__Directions for this task__
In the records below, find the line containing "Target: blue sun hat"; give it again exactly, along with every line that follows, and nothing else.

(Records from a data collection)

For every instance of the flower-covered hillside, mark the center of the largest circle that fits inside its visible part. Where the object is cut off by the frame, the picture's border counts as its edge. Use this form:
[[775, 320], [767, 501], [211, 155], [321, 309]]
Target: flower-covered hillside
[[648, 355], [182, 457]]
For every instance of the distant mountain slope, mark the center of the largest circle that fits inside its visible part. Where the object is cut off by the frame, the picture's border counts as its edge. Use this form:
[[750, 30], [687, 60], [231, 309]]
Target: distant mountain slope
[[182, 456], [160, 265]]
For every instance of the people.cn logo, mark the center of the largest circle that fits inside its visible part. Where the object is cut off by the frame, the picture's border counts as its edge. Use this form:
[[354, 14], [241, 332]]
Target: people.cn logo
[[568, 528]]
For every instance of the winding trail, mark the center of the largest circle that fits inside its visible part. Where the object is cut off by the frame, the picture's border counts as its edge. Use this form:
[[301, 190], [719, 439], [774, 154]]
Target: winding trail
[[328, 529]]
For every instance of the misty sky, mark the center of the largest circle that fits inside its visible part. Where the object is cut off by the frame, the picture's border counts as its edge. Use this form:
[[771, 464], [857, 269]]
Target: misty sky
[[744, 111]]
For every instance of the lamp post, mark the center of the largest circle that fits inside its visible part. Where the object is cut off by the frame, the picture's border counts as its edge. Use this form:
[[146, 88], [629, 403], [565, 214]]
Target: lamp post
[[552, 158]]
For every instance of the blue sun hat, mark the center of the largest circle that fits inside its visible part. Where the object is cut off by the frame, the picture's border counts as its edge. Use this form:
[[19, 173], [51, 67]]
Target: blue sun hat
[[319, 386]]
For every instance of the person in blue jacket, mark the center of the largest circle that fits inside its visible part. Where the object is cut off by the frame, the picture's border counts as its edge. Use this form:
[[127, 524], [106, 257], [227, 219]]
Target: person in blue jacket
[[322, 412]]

__Answer box__
Target: blue sun hat
[[319, 386]]
For every instance of the person in blue jacket, mark the center of the largest circle that fits inside its visible part. Where the object is cut off by the frame, the picture's border counts as its edge. Use this form:
[[127, 524], [106, 257], [227, 219]]
Target: person in blue jacket
[[322, 412]]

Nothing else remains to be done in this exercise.